Available records
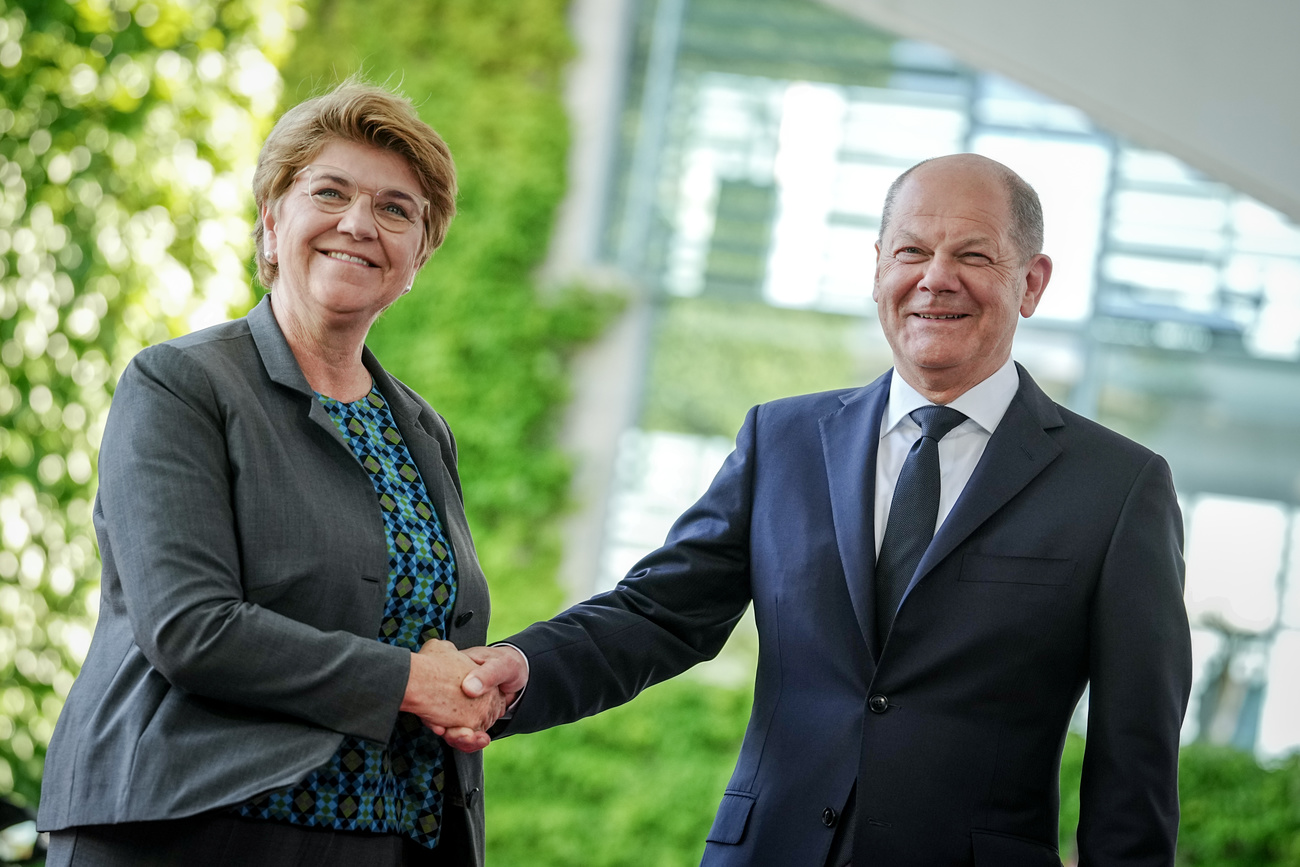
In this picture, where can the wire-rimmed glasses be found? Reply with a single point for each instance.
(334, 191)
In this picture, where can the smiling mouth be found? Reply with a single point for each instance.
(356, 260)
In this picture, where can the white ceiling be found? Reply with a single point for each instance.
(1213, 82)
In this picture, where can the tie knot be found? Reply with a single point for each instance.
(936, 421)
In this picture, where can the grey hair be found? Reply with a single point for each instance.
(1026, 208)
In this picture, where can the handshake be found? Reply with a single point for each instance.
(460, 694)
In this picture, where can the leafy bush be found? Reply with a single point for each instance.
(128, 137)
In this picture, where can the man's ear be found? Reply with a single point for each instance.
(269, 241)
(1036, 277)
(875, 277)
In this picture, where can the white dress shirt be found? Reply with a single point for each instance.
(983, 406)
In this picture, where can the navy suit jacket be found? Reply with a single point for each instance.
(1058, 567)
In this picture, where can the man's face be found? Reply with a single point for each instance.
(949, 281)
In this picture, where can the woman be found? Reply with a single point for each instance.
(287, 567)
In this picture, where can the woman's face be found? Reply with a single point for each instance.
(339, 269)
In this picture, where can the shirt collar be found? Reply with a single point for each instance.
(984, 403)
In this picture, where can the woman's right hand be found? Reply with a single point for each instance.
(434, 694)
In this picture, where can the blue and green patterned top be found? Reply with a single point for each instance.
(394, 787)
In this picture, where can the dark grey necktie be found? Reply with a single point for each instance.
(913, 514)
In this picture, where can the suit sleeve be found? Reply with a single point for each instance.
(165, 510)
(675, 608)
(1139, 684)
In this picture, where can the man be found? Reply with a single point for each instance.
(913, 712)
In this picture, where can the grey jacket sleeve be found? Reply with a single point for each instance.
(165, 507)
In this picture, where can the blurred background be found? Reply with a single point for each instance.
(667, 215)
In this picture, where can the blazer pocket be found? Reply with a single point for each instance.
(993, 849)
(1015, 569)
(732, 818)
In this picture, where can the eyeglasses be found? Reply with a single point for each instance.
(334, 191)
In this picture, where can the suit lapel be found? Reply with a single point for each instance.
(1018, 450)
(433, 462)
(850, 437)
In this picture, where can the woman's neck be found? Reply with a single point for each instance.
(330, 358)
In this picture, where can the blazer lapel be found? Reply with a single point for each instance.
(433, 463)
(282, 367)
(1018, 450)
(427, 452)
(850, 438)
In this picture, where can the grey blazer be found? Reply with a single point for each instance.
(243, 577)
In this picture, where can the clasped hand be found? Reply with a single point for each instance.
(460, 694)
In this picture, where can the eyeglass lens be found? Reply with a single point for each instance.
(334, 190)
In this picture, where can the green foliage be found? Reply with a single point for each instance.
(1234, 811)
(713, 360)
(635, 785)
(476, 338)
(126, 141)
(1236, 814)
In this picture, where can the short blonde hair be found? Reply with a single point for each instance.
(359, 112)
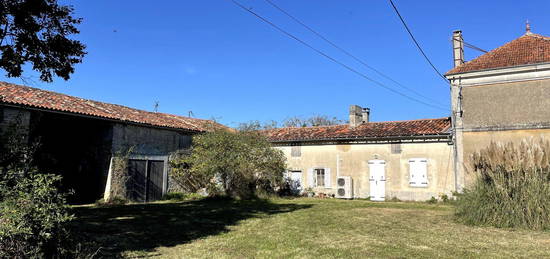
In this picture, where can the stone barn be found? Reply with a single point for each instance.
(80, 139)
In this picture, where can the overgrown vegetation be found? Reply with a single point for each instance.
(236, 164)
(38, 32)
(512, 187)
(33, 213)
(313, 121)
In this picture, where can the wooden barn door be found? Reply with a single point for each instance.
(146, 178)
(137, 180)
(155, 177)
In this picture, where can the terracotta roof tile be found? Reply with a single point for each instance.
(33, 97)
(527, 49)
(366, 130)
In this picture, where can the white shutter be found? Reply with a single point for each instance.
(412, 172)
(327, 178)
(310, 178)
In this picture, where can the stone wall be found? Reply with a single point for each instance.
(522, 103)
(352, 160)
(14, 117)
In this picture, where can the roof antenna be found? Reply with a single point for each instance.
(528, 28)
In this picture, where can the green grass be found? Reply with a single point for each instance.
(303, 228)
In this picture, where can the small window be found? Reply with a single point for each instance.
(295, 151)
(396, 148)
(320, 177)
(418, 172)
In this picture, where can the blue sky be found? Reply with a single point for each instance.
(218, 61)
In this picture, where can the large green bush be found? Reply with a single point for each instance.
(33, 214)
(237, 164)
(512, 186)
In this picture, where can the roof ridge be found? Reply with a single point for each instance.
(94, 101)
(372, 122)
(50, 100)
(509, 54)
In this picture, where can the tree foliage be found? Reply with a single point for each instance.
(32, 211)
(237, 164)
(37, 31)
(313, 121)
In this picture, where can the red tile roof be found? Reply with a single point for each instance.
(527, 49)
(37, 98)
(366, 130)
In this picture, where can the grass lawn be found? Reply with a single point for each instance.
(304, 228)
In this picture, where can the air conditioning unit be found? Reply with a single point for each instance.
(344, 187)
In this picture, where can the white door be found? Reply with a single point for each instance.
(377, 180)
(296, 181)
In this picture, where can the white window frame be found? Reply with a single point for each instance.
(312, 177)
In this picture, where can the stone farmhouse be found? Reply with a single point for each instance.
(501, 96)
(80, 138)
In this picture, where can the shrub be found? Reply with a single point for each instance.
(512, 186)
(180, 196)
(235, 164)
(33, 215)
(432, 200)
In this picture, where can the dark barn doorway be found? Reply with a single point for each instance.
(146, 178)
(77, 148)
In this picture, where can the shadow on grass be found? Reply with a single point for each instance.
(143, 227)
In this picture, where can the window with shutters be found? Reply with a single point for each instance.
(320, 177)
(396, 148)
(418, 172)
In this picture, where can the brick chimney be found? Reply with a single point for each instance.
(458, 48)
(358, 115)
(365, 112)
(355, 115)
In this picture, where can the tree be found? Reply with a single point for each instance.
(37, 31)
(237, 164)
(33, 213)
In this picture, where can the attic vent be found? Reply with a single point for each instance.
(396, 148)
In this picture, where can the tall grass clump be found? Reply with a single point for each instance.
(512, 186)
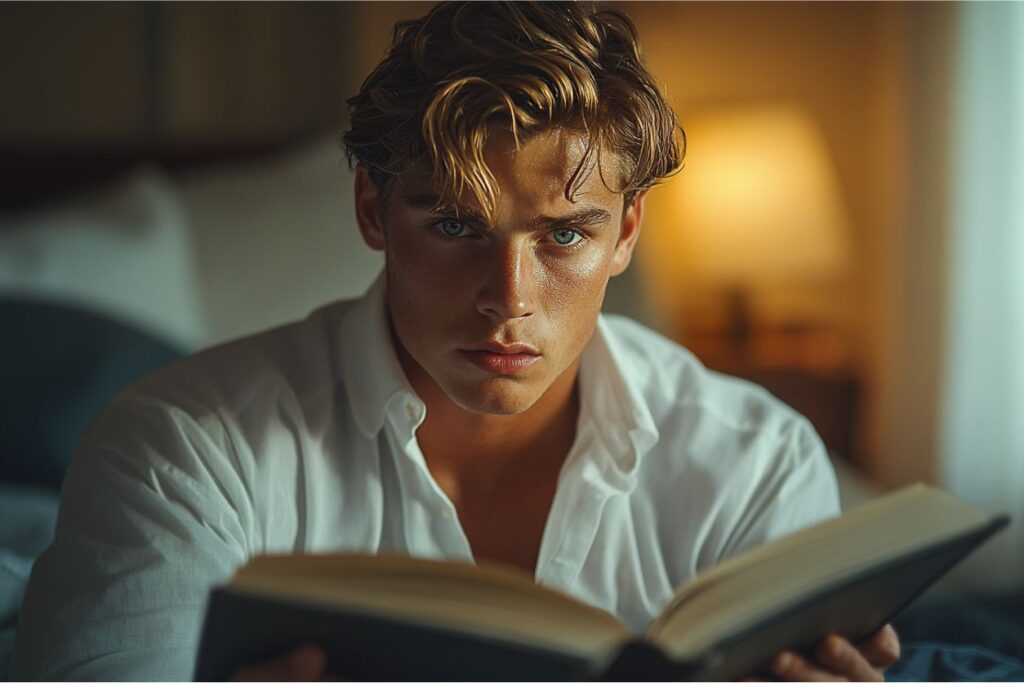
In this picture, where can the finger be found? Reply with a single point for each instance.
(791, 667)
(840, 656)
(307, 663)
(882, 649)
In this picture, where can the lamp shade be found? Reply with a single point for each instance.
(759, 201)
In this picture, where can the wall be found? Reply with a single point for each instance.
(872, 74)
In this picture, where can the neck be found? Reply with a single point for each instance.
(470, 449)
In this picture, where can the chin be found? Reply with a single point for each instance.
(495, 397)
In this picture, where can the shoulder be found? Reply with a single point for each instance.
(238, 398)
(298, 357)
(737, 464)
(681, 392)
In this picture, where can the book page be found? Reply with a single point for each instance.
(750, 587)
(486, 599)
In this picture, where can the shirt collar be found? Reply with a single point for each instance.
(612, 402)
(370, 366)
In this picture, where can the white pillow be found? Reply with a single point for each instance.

What to produce
Pull out the lines of the items above, from the line containing "In this picture, where can the wall" through the final line of the items, both ends included, and reproduce them without any change.

Solution to this task
In this picture, where can the wall be found? Reply with a single point for each instance.
(872, 74)
In this picture, where can the neck be found? Reply with a single point for each instance.
(470, 449)
In this picture, where can the chin be found? Reply with a single point for each instance.
(495, 397)
In this picture, where can the shoulder be found? Reply with a single point for each instance.
(238, 398)
(298, 357)
(737, 464)
(681, 392)
In this picture, where can the book page be found? Reply with a single point for each instance.
(750, 587)
(486, 599)
In this picture, where can the shirt collar be found? Reply with a single point for each instance.
(612, 402)
(370, 366)
In this picture, where can the white pillow be found? Reply with a single point for each instance.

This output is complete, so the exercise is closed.